__Your instructions__. Starting at the line that contains "Indicate the building", print every remaining line of the entries, unchanged, and output nothing more.

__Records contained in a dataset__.
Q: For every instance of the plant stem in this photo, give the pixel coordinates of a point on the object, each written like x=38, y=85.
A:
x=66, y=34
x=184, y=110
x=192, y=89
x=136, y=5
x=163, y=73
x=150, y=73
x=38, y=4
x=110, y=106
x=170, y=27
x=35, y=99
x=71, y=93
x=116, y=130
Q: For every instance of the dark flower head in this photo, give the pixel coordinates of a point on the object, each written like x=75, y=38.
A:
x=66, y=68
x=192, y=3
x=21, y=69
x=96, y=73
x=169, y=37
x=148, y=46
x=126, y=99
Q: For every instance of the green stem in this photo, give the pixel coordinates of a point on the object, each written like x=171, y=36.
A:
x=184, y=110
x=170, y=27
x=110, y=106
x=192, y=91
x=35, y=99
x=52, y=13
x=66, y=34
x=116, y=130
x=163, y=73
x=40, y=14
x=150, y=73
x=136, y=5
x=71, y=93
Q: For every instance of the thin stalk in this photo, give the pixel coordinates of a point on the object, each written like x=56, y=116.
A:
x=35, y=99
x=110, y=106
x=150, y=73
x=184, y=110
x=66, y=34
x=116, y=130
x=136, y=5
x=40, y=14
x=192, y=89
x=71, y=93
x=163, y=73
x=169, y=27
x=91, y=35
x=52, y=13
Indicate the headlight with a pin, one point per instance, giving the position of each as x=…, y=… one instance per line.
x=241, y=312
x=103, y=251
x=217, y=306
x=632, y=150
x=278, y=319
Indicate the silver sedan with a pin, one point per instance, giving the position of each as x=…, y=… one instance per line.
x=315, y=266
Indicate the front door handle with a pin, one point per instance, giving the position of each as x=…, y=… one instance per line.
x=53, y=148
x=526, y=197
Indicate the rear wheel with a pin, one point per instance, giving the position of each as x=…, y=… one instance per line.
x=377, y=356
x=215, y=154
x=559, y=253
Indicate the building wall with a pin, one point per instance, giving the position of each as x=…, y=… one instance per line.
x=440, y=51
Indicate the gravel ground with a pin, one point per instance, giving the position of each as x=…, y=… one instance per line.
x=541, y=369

__Response area__.
Indicate the building wall with a pin, one point per instance, giving the position of each as x=…, y=… one instance per line.
x=440, y=51
Indicate the gravel ground with a pin, one point per instance, giving the position of each as x=…, y=… one instance per line.
x=541, y=369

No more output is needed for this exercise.